## Written exercise
Reproduce verbatim the lines of the data below, from the line containing "pixel 388 380." through the line containing "pixel 340 390", inclusive.

--- START OF Input ---

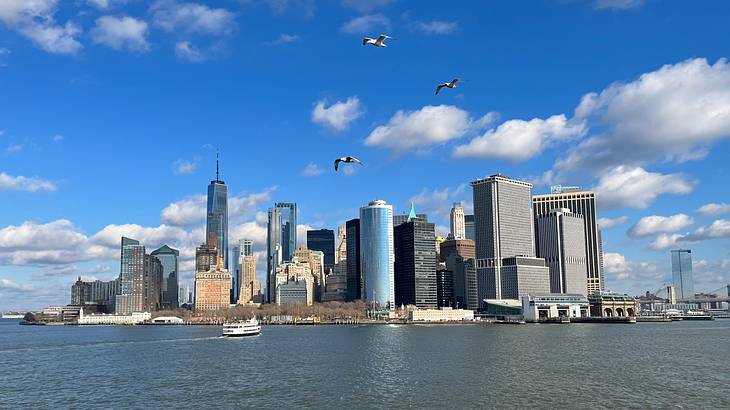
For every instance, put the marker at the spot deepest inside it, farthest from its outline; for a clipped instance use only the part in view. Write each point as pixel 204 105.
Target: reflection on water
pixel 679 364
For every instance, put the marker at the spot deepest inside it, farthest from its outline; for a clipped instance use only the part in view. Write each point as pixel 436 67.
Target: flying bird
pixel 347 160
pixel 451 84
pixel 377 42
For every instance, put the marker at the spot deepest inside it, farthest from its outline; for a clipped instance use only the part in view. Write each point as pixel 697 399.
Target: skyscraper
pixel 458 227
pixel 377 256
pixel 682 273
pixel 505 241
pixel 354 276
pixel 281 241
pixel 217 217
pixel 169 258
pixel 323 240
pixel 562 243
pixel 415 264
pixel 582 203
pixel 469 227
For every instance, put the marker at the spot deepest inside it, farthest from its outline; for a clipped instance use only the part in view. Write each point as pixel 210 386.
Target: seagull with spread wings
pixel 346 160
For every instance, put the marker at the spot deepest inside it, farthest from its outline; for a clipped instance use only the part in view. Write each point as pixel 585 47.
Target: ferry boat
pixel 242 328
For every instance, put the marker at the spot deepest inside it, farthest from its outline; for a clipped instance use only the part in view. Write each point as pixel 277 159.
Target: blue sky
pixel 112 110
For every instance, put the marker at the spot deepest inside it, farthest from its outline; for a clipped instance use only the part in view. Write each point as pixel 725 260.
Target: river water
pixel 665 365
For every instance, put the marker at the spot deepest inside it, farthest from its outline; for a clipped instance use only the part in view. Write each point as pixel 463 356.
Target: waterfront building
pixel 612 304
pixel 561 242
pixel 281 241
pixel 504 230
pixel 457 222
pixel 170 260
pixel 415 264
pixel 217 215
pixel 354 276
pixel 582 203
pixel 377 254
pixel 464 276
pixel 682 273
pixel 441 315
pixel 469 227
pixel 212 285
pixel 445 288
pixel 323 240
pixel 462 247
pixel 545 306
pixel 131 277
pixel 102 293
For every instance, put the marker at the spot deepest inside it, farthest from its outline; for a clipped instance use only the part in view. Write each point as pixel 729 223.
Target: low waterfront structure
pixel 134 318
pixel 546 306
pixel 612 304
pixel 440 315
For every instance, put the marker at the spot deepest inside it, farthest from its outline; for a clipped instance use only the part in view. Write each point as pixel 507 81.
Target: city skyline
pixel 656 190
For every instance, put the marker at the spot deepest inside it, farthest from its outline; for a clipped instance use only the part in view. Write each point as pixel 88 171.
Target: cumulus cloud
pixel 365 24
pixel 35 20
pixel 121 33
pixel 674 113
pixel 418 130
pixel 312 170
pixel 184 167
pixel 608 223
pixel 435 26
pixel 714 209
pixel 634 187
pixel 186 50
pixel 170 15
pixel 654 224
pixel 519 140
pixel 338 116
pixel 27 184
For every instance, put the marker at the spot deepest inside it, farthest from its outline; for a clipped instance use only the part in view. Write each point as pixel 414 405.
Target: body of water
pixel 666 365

--- END OF Input ---
--- START OF Input ---

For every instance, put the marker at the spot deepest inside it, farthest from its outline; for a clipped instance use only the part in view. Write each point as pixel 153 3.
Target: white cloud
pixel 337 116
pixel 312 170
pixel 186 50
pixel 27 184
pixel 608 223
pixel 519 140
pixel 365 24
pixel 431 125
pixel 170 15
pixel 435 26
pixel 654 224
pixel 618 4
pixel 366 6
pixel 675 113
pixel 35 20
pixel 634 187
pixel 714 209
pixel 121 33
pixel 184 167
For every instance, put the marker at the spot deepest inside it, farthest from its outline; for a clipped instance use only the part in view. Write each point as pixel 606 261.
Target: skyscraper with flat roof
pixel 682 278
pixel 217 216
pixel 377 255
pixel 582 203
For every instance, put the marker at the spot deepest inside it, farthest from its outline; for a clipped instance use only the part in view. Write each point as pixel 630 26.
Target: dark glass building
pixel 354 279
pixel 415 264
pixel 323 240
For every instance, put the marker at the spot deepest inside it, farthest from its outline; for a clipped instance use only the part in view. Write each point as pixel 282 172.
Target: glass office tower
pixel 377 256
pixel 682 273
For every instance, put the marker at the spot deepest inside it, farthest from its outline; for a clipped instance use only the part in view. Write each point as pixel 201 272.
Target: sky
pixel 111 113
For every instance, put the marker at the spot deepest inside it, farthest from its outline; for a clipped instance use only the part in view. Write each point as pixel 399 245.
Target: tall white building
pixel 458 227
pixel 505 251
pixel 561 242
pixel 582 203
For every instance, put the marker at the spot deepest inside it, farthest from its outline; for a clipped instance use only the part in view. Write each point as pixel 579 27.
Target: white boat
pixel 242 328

--- END OF Input ---
--- START OF Input ---

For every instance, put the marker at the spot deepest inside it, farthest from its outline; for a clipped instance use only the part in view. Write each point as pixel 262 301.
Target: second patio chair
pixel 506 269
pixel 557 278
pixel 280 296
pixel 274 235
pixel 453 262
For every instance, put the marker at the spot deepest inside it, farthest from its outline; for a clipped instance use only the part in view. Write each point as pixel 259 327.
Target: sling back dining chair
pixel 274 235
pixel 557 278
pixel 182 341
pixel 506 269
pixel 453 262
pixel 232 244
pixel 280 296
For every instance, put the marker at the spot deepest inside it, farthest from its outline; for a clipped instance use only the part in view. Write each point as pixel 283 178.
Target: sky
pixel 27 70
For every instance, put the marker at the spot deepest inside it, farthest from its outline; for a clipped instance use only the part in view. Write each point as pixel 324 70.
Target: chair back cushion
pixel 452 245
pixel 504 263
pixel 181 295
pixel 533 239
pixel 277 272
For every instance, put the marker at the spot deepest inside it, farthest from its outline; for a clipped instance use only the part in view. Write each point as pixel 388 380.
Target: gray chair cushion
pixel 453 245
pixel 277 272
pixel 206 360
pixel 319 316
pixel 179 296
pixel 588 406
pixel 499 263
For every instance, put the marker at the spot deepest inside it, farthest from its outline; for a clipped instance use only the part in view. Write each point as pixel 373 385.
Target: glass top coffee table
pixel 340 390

--- END OF Input ---

## Output below
For every instance, put the marker at the spot deepest inside it, farthest from its outline; for a clipped instance use only the part in view. Write each point as pixel 388 380.
Target: gray chair cushion
pixel 453 245
pixel 277 272
pixel 206 360
pixel 319 316
pixel 179 296
pixel 588 406
pixel 499 263
For every instance, put the marker at the spot deepest inside it, farthest from its outline; for a clipped instance use only the part in view. Write each point as pixel 373 385.
Target: glass top coffee table
pixel 340 390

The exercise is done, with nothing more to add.